Сюжет четвертый «ЖЕЛТОГЛАЗЫЙ ГОН»
Сюжет четвертый
«ЖЕЛТОГЛАЗЫЙ ГОН»
Сам Мандельштам на этот вопрос («Неужели они его все-таки сломали? Неужели он сдался?») ответил стихами:
Лишив меня морей, разбега и разлета
И дав стопе упор насильственной земли,
Чего добились вы? Блестящего расчета —
Губ шевелящихся отнять вы не могли.
Но те, к кому были обращены эти строки, и без него знали, что, пока он жив, губы его будут шевелиться и лепить те же самые, свободные, не подчиняющиеся их железным установкам, а значит, смертельно опасные для них слова.
И они приняли свои меры.
Письмо Ставского Ежову с просьбой «помочь решить вопрос об Осипе Мандельштаме» (то есть, попросту говоря, арестовать его) было составлено довольно ловко. Оно безусловно было рассчитано на то, что его будет читать Сталин. И тут был один деликатный момент.
Напомнить ли вождю, что речь идет о том самом Мандельштаме, который сочинил стихи про «кремлевского горца», чьи «толстые пальцы, как черви жирны, а слова, как пудовые гири верны»? Нет, вымолвить это было невозможно. Реакция Хозяина в этом случае была непредсказуема.
Но и не напомнить ему об этих стихах тоже было нельзя.
И он пишет:
Вопрос не только и не столько в нем, авторе похабных, клеветнических стихов о руководстве партии и всего советского народа.

* **Задания**
**1)** Почему, по словам отрывка о Мандельштаме, в письме Ставского нельзя было прямо напомнить вождю о стихах про «кремлевского горца»?
**2)** Напишите продолжение отрывка о Мандельштаме, начиная сразу после его последней фразы.

* **Записи набора данных**
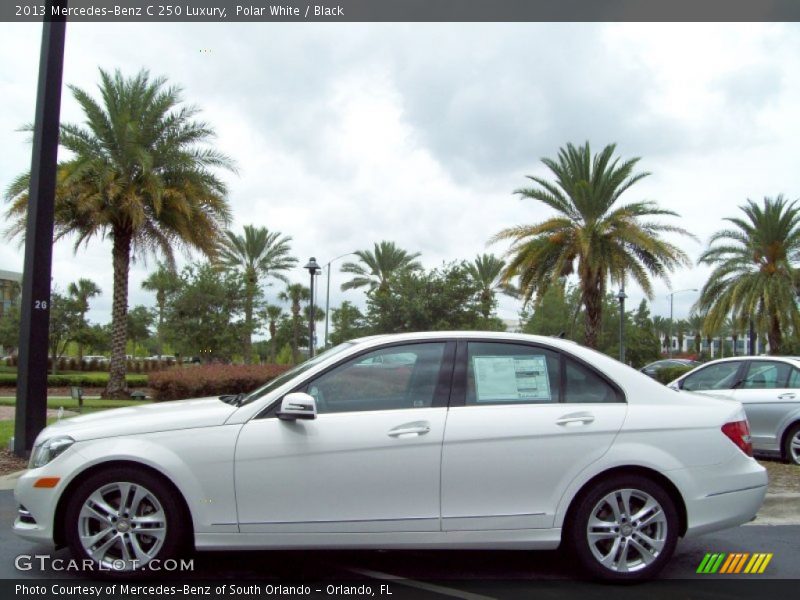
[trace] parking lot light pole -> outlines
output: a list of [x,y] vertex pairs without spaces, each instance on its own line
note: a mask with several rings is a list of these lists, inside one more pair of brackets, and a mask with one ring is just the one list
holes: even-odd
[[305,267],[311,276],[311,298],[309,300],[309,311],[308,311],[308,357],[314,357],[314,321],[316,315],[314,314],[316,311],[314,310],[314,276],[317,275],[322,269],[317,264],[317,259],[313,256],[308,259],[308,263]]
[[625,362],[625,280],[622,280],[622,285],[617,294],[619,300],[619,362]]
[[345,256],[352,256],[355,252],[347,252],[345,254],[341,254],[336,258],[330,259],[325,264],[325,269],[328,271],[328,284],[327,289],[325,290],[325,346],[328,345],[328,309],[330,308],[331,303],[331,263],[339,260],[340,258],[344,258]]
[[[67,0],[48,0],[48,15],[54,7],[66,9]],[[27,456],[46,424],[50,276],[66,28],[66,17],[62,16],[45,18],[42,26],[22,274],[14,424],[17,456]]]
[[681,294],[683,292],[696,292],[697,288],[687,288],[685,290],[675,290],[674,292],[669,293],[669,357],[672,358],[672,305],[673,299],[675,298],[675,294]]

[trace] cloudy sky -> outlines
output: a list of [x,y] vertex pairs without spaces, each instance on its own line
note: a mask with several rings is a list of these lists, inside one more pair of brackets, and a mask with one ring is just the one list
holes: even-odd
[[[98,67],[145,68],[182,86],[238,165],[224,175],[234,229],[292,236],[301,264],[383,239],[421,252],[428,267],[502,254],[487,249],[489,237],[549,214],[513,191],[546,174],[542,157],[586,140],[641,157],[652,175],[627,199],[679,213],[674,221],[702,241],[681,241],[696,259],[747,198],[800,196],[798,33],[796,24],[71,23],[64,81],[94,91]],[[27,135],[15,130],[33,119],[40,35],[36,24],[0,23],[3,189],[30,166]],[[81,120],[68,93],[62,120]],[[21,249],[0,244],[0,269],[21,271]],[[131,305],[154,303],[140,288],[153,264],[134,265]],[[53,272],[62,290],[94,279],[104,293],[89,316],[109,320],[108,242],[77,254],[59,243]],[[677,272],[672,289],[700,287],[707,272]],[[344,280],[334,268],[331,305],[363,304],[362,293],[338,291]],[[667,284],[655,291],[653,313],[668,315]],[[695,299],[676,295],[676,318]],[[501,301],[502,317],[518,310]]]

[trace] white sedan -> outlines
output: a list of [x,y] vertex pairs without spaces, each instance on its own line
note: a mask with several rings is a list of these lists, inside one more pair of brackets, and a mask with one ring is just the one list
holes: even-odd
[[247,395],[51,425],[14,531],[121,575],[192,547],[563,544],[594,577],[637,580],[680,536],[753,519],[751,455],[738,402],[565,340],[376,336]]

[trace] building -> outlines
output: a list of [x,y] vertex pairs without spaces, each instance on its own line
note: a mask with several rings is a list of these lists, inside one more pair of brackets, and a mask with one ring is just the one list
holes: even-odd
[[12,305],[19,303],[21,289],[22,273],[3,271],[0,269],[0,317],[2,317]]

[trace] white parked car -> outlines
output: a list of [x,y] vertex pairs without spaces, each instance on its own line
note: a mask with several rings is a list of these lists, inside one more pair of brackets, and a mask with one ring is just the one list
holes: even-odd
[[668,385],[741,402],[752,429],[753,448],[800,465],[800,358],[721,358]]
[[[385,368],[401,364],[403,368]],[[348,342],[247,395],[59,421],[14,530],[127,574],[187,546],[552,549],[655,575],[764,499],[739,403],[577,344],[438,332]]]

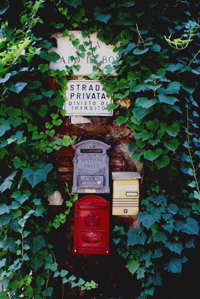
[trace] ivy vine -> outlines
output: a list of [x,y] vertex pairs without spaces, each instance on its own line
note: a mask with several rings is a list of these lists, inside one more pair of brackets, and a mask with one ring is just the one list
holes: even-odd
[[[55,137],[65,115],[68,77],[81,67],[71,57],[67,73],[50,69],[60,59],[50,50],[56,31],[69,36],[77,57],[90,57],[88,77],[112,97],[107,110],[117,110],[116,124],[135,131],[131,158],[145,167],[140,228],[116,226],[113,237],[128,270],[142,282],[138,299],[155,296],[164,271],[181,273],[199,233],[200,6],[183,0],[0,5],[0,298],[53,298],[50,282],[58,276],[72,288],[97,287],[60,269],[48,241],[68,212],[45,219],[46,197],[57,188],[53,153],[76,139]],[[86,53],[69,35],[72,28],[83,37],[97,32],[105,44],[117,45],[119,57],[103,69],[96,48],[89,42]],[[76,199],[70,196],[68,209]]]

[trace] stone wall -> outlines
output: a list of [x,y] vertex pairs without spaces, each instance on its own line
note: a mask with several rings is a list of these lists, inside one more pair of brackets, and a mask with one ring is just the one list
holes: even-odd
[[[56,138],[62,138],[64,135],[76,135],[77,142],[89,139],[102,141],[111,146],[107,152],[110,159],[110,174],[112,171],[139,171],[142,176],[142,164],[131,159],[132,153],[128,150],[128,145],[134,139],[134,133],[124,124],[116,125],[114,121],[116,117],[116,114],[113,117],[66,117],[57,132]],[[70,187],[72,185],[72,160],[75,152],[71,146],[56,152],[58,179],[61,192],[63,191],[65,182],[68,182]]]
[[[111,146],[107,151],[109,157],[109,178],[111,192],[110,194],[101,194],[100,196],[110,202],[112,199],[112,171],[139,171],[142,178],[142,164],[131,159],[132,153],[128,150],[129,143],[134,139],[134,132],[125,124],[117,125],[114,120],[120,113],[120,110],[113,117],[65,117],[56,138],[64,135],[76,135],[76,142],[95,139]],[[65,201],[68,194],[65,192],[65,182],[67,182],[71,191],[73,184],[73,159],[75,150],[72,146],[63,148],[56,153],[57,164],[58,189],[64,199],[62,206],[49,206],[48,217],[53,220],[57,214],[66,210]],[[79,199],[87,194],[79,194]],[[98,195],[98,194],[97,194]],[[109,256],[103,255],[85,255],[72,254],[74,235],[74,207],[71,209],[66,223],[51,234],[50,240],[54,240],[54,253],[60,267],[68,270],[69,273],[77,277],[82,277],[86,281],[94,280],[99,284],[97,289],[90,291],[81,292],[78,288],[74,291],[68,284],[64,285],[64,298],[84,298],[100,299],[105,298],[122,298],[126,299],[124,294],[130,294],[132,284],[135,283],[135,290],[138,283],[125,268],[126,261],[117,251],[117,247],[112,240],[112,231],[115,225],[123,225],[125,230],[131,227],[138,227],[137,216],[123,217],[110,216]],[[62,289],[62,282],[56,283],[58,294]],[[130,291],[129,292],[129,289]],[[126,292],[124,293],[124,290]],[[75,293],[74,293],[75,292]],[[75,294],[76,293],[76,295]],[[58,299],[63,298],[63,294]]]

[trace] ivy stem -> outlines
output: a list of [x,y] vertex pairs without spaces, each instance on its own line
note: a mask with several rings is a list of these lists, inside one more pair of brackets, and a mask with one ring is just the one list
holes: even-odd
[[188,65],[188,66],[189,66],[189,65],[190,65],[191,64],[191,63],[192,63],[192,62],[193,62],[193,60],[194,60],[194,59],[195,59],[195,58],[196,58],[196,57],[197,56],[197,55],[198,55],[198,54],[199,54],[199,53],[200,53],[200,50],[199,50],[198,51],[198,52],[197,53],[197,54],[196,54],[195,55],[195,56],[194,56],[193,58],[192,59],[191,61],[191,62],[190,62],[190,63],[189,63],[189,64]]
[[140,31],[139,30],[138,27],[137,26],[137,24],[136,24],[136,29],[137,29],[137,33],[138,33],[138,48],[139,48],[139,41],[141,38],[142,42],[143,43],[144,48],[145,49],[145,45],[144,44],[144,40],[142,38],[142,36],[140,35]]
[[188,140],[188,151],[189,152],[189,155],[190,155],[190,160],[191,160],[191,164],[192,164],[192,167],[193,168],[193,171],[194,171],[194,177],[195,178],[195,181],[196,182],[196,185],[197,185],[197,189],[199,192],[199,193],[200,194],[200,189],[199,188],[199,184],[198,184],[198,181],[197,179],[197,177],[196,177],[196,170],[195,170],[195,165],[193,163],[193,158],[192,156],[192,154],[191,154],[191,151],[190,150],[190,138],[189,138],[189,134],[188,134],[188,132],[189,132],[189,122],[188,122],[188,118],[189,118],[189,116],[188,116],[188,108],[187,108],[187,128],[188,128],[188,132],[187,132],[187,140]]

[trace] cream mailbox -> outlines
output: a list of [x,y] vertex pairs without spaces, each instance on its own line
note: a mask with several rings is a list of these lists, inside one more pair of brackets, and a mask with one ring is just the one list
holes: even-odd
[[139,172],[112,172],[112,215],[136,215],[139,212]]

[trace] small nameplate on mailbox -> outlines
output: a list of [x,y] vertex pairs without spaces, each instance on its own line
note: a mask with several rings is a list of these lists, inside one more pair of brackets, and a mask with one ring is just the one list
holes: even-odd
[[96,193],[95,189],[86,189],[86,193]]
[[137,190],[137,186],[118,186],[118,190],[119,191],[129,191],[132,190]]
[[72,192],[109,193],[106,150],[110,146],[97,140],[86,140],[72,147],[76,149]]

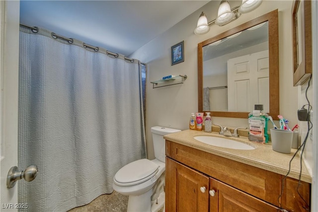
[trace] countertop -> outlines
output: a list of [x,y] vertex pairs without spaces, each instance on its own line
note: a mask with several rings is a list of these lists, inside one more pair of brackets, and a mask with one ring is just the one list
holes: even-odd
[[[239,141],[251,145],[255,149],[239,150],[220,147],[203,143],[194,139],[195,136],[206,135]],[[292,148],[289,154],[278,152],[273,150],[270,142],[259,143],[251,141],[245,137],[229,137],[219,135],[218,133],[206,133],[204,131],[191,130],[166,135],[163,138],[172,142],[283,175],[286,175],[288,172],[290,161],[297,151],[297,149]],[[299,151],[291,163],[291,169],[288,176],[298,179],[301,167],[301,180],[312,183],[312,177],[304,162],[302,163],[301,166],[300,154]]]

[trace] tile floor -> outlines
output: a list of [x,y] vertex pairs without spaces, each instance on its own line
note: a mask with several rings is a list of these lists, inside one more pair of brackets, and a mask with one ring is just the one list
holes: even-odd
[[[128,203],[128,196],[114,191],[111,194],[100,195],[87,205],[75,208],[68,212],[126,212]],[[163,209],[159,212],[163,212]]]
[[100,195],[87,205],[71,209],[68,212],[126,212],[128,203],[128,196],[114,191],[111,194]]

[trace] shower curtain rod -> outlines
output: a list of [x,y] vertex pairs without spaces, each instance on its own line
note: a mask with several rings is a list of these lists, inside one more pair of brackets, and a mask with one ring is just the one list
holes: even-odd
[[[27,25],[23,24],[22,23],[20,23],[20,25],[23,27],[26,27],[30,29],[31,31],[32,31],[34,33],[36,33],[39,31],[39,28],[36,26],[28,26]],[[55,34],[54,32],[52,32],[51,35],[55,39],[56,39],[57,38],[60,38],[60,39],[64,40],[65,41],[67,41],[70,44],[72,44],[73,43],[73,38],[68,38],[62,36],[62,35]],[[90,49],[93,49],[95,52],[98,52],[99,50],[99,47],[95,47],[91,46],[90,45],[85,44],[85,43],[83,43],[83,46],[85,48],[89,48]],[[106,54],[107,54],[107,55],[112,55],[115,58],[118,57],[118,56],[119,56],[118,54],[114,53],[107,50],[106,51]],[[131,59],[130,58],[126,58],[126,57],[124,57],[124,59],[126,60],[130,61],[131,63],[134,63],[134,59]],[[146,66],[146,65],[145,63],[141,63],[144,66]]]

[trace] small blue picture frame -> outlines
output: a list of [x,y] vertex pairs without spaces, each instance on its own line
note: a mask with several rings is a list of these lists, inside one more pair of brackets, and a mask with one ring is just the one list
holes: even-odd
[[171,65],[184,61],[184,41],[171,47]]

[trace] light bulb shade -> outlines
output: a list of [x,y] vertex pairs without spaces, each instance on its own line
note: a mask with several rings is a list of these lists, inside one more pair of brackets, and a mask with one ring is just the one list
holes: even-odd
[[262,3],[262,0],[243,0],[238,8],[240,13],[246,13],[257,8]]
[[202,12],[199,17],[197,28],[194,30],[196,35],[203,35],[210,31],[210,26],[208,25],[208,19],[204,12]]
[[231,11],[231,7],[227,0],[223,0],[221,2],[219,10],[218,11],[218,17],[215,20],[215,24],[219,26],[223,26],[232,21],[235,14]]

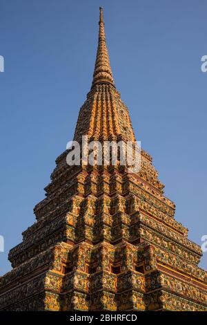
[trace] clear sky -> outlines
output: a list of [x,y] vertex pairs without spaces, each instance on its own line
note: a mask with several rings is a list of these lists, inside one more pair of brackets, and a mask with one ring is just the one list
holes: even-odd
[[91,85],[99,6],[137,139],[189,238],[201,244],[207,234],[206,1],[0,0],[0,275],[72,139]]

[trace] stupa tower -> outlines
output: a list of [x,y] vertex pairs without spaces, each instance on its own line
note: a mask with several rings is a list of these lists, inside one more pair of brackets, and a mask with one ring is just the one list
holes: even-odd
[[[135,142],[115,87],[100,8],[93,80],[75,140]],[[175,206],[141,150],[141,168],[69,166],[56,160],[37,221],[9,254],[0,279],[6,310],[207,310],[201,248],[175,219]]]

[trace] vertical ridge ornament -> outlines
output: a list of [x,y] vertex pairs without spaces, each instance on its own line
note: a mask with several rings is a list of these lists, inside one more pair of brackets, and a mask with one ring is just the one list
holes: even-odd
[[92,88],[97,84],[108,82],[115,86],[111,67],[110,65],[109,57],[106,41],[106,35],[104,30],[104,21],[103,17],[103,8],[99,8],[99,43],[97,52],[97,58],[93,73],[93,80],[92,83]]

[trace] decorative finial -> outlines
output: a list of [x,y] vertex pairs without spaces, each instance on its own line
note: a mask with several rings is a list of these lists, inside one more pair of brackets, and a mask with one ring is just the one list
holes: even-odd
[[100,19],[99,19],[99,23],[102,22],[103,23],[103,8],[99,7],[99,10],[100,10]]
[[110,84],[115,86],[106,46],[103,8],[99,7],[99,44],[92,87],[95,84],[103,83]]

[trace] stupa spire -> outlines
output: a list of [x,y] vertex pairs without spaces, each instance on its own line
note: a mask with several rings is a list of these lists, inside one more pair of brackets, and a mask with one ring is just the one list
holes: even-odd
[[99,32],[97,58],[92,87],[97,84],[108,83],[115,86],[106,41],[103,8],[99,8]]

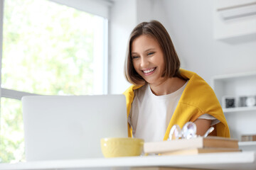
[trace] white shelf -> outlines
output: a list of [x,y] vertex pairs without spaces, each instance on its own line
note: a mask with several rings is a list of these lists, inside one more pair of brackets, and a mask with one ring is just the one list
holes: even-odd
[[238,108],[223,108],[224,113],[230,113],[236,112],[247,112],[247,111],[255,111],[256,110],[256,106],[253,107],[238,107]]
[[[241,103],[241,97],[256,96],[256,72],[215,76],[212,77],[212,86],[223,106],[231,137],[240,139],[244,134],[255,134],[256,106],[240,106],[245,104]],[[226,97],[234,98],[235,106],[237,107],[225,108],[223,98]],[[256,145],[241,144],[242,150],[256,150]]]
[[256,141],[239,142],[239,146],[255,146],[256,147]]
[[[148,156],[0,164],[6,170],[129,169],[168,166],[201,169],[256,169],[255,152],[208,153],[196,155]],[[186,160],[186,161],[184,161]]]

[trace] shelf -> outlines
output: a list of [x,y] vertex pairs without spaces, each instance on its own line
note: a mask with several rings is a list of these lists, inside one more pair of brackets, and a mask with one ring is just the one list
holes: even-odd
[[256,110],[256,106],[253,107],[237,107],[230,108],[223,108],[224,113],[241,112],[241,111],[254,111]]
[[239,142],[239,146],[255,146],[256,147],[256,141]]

* **Ответы**
**1)** Письмо было рассчитано на то, что его прочтет Сталин. Реакция Хозяина на такое напоминание была бы непредсказуема, поэтому вымолвить это было невозможно.

**2)**
«О руководстве партии и всего советского народа» — это изящный эвфемизм. Это значит — о Нем, о Сталине.
Но почему «вопрос не только в нем»?
Потому что этот вопрос однажды уже был решен. Тот, первый арест Мандельштама вызвал гневную резолюцию вождя («Кто дал им право арестовать Мандельштама? Безобразие!»). И за этот свой гнусный стишок Мандельштам уже был наказан. Причем наказание ему определил сам вождь. А дважды за одну вину не наказывают. Значит, нужно найти другой аргумент, подтверждающий необходимость крутых мер.
И такой аргумент находится:
…он часто бывает в Москве у своих друзей, главным образом — литераторов. Его поддерживают, собирают для него деньги, делают из него «страдальца» — гениального поэта, никем не признанного. В защиту его открыто выступали Валентин Катаев, И. Прут и другие литераторы.
Вот в чем главное зло, главная опасность. Оказывается, автору тех похабных клеветнических стишков сочувствуют. Емy помогают. Его подкармливают. А ведь не может быть, чтобы эти сочувствующие и подкармливающие не знали, ЗА ЧТО он был наказан. Значит, и тем похабным клеветническим его стишкам они тоже сочувствуют. Значит, эти похабные стишки еще живут и отравляют чье-то сознание вредоносным ядом!
Намек сработал безошибочно.
На письме Ставского Ежову стоит дата: 16 марта 1938 года. А штамп «4-го отдела ГУГБ» на том же письме свидетельствует, что получено оно было этим ведомством 13 апреля. Около месяца, стало быть, держал у себя Ежов это письмо, решая, давать или не давать ему ход. Впрочем, решал, надо полагать, не он, а Сталин, которого Ежов с доносом Ставского, конечно же, не мог не ознакомить.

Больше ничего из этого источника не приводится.